● **SOURCE PASSAGE**:

===============

Makeup…Even for Guys

I have to admit, I’m a little shaky on this one myself. I’m allergic to many of the chemicals that go into makeup and so have generally avoided the stuff. However with performance experience, I have become aware of its importance. I just have to buy more expensive, better quality goop.

The photographic process takes away some of your facial detail. As a comedian your two most important performance tools are your voice and your face. So, you will need to colour up your wares, so people can see what’s on offer. In particular you will need to define your eyes and lips, give yourself an even skin texture and a healthy glow. Anything beyond that has to do with the sort of character you are wanting to communicate.

I find it has been worth my while getting an experienced makeup artist who knows how to work for the camera. Ask to see their portfolio. If they have only done weddings, that’s better than nothing, but you want to see someone who has created advertising or art images.

Felicity Ward

A Conversation Worthy Photo

Comedy photos need to radiate more personal energy than any other performance image. Bands can get away without even showing their faces, just cover art. James Penlidis emphasizes that with comedy you should, “think in terms of movie posters with deliberate and specific staging.”

===============

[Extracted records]
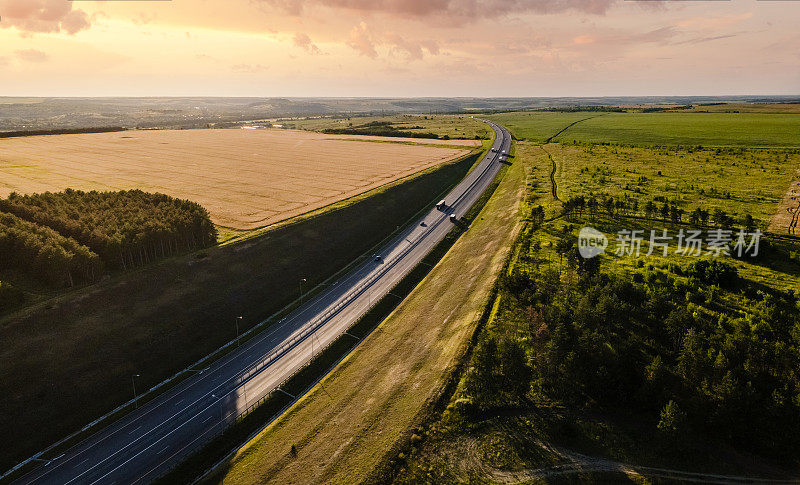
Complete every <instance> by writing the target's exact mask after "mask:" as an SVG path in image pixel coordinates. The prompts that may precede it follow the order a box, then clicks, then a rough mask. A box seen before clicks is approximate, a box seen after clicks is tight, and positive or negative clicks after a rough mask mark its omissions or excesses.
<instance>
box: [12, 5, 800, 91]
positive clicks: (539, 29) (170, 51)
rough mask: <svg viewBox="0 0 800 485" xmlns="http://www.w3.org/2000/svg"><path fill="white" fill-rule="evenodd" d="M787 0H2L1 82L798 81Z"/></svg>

===============

Render this sentence from the makeup passage in Spanish: "The photographic process takes away some of your facial detail." The records have no role in this work.

● **ANSWER BOX**:
El proceso fotográfico elimina parte de los detalles de tu rostro.